**EXERCISE DETAILS:**
Let the output be exactly the lines from the one containing "Please identify the outstretched" through the end of the records below, both included.
******
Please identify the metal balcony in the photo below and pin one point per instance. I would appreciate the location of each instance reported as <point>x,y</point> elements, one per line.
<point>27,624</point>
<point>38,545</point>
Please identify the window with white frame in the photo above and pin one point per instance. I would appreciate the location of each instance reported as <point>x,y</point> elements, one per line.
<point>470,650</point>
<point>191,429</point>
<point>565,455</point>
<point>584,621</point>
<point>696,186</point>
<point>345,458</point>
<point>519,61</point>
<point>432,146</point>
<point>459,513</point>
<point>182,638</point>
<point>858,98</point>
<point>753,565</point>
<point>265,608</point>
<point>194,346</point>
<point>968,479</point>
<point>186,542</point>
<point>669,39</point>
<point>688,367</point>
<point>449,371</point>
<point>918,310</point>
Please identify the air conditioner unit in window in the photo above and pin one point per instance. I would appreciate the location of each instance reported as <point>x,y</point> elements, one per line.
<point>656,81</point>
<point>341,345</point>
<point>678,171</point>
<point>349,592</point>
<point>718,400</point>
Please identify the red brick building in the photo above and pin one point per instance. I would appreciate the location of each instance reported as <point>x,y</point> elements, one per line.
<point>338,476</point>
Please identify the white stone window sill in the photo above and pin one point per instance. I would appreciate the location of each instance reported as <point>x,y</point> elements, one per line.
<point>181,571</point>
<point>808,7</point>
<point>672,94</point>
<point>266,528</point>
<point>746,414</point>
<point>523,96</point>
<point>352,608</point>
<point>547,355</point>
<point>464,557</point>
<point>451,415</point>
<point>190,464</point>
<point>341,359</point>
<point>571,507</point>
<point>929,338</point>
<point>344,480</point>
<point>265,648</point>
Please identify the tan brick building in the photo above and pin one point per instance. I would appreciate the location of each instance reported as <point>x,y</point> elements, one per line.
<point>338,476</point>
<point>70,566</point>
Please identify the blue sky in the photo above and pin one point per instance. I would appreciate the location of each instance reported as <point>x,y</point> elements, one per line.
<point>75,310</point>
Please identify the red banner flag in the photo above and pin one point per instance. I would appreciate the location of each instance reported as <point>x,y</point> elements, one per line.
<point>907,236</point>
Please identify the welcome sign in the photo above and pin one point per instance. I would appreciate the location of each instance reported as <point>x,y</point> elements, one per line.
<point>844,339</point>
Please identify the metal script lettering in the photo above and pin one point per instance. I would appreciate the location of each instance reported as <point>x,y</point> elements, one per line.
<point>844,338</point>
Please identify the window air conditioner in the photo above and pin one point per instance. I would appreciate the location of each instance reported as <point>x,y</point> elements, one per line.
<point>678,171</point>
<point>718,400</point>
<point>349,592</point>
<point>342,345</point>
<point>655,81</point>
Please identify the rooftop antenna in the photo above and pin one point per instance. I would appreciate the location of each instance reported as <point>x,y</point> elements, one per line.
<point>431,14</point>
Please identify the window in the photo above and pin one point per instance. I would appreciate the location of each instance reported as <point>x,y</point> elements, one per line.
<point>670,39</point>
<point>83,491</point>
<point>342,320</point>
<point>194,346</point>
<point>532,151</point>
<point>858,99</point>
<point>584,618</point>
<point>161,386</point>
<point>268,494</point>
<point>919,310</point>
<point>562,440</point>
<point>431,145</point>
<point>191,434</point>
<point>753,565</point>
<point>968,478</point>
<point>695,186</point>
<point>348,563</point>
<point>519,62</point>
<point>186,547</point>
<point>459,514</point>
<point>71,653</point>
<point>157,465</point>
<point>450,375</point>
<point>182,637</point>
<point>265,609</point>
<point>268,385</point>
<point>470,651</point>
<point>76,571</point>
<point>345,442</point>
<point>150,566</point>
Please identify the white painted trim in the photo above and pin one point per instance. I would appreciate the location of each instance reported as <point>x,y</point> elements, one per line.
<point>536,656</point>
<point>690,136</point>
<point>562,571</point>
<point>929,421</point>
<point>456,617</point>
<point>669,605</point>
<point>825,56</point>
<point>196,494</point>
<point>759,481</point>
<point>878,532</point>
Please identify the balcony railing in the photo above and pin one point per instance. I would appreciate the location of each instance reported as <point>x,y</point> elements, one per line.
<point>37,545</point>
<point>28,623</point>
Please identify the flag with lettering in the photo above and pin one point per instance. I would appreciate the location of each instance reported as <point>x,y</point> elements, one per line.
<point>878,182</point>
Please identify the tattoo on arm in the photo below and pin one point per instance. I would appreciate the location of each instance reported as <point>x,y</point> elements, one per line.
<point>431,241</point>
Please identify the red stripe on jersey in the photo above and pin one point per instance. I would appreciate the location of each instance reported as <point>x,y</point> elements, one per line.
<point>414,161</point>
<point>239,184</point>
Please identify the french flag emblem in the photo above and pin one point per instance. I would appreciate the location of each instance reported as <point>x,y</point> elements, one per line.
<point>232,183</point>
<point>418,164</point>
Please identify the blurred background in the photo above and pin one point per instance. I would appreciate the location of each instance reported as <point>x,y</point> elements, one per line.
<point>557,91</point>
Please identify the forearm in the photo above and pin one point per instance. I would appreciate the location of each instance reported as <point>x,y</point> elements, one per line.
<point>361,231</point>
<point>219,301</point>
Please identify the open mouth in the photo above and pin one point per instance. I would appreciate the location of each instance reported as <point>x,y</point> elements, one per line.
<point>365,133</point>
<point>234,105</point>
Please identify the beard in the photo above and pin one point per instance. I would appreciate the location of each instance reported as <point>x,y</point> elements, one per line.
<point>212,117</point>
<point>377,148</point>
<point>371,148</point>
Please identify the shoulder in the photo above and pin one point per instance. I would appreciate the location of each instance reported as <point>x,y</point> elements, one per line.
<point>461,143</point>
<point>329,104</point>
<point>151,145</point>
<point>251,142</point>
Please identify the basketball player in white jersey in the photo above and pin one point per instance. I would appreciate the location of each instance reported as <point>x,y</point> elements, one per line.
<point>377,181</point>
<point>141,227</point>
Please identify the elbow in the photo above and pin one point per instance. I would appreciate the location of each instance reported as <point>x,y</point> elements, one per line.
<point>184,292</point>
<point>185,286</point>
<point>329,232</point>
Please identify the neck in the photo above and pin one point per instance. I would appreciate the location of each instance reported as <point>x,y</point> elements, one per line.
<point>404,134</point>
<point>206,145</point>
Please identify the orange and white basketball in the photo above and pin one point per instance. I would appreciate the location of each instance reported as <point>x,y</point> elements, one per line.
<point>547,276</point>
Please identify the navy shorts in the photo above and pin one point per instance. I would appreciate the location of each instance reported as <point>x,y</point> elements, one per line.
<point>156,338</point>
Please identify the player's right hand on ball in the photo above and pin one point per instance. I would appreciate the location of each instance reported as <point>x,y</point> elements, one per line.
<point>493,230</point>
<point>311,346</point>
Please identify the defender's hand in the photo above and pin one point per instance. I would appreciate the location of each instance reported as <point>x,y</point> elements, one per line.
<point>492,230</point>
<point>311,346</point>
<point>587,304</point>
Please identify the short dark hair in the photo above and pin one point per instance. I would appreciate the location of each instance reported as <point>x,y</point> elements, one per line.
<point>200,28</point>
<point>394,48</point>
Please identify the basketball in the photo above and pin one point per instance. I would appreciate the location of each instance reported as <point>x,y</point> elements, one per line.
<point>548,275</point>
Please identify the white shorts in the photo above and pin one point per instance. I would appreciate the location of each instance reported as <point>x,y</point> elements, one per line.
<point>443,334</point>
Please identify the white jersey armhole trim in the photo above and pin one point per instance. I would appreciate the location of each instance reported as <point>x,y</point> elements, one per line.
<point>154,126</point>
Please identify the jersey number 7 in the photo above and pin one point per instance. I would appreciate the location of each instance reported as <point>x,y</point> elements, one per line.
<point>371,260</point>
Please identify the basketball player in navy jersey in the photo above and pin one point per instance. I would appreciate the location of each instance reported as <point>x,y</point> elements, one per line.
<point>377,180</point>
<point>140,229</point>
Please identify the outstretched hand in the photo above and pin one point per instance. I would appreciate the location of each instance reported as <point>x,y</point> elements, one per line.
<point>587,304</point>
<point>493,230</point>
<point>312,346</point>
******
**FINISHED TASK:**
Please identify the outstretched hand in the photo above and pin one point per instance. I would appreciate the location of each instance reported as <point>x,y</point> elements, one per line.
<point>587,304</point>
<point>493,230</point>
<point>312,346</point>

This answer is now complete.